• _WHAT NEEDS TO BE DONE_: Type out the full set of entries again, unchanged.

### RECORDS FOR THE TASK ###

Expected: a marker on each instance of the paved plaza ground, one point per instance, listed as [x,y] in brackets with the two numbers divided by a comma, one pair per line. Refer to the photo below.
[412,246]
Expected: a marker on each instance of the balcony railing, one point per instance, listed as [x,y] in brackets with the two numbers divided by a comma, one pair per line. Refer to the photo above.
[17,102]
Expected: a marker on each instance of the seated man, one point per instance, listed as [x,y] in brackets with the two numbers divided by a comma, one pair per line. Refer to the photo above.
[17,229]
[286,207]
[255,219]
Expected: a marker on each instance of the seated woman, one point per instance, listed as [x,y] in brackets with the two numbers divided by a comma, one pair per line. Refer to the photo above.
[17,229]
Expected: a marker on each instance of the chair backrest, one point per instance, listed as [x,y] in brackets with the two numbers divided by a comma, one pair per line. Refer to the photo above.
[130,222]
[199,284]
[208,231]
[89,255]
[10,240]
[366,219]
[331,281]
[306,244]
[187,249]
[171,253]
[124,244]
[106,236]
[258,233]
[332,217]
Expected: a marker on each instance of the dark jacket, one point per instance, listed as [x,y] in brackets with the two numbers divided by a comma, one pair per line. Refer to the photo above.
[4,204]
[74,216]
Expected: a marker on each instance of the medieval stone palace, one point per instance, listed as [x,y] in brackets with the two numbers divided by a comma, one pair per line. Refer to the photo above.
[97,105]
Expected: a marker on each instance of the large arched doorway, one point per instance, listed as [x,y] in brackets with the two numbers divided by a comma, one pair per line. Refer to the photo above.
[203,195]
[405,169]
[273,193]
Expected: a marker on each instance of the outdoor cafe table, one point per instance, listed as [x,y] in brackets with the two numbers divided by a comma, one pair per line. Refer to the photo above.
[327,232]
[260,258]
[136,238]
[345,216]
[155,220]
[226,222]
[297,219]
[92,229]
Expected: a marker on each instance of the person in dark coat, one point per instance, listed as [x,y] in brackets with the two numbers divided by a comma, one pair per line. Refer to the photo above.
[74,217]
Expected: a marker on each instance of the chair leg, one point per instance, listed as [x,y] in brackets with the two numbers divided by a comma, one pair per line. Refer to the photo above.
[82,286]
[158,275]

###

• _ANSWER SECTION_:
Expected: a marker on each instance of the paved plaza ground, one point per instance, listed as [x,y] in brackets with the two numbers divided by a comma, one pair per line. Refer to the photo below.
[412,246]
Expected: a marker on each instance of the balcony railing, one point per instance, listed as [x,y] in brackets with the two numbers divided by a comma, one pair per line. Refer to the photo above.
[17,102]
Expected: a marker on each instance of the seated man, one point per instance, listed as [x,y] in brackets with the two numbers divided by a comma, one pair per line. Refer to the photo above.
[17,229]
[286,207]
[255,219]
Expected: a marker on each instance of the seated woman, one point per instance, listed as [x,y] in brackets with the two numbers divided by a comma, one pair per line. Refer to the photo above.
[17,229]
Expected: a marker on each instance of the chair backrest, one point per instance, listed as [x,y] in brackets with the two numbers divided by a comma, one pair per line. Refer to the photo above.
[130,222]
[199,284]
[208,231]
[89,255]
[10,240]
[366,219]
[331,281]
[306,244]
[187,249]
[171,253]
[124,244]
[106,236]
[258,233]
[332,217]
Expected: a marker on each instance of the dark jacket, one point per instance, listed as [x,y] in brackets with the two numbers divided by a comma, one pair per line. Refer to the photo above.
[4,204]
[74,216]
Expected: a marker on each instance of the medieval stone palace, one point per instance, listed as [x,y] in brackets with the two numbers divided by a comma, one pair per line. Refer to the photo above.
[97,105]
Expected: a marker on each instance of the large arched doorway, one point per instance, listed as [x,y] in brackets with the two numbers divided by a comma, one pair per line. Refer to the photo above.
[203,195]
[405,169]
[273,193]
Expected: a marker on each instance of the outdoor cafe table, one point per instance, listed as [x,y] in brackets with the two numbers divided by a comma, one pair per line. Refer to the photo above.
[327,232]
[260,258]
[136,238]
[345,216]
[155,220]
[226,222]
[297,219]
[92,229]
Expected: a marker on each instance of the person in dark coat, one point per instance, listed as [x,y] in brackets with the two numbers divided by a comma, one pair per line. Refer to the photo above.
[74,217]
Expected: a marker on each instance of the chair leg, one point per instance, listed as [x,y] in brackets with the two numbers divided by a comma, one pair per line. Refer to the photo above.
[82,286]
[158,275]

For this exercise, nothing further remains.